[Saved data entries]
· · ·

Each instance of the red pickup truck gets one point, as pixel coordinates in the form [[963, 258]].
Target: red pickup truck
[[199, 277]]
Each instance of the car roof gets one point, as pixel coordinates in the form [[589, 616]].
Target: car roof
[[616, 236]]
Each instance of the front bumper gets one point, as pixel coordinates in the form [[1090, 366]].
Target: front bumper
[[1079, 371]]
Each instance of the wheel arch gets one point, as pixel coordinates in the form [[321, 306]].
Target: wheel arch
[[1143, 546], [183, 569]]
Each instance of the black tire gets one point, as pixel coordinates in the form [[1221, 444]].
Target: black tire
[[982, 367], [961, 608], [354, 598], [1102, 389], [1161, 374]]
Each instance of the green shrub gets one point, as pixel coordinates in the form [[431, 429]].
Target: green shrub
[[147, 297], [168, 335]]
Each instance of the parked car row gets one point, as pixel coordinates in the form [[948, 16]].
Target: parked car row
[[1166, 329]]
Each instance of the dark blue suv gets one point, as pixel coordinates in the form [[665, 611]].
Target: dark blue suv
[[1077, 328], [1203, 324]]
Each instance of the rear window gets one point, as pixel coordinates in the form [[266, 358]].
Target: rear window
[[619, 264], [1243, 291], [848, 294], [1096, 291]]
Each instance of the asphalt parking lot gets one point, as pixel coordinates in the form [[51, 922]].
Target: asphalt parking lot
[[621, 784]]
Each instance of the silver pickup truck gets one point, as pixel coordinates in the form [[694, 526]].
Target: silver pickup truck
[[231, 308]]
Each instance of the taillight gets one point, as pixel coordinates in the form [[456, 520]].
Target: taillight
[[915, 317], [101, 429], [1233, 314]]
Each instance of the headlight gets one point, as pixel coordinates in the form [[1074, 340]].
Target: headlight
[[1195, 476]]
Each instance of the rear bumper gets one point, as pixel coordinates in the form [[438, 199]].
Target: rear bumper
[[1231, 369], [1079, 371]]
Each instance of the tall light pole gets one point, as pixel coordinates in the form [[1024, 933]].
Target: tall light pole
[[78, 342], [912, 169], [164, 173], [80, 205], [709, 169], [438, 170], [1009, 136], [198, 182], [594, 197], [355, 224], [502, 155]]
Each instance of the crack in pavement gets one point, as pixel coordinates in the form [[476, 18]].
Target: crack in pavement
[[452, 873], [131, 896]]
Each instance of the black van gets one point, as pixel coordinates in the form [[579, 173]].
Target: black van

· · ·

▶ Your task
From the records above, reproduce exactly the lines from the one with "Each instance of the dark" to the one with "Each instance of the tall", both included, and no others.

▶ Output for this task
Each instance of the dark blue suv gets one point, as pixel coordinates in the form [[665, 611]].
Target: dark blue suv
[[1077, 328], [1203, 324]]
Each instance of the rear window gets one point, as pixel coordinates in the form [[266, 358]].
Target: rear window
[[619, 264], [1243, 291], [848, 294], [1096, 291]]
Each instance of the asphalt parking lot gets one point, as pixel coordinates in the form [[51, 922]].
Target: asphalt parking lot
[[621, 784]]
Each instance of the silver pickup truck gets one point, as pixel coordinates in the form [[694, 526]].
Target: silver pickup truck
[[231, 308]]
Each instance of the taillight gets one point, as pixel coordinates in the form [[456, 520]].
Target: taillight
[[915, 317], [101, 429], [1233, 314]]
Each instance of the headlight gets one point, as pixel coordinates in the form [[1074, 340]].
Target: headlight
[[1195, 476]]
Each instance of the rear bumper gets one point, as pixel coordinates in the form [[438, 199]].
Target: rear bumper
[[1231, 369], [1079, 371]]
Each instance of the tall light pole gets one point, as pixel coordinates in the form [[1024, 933]].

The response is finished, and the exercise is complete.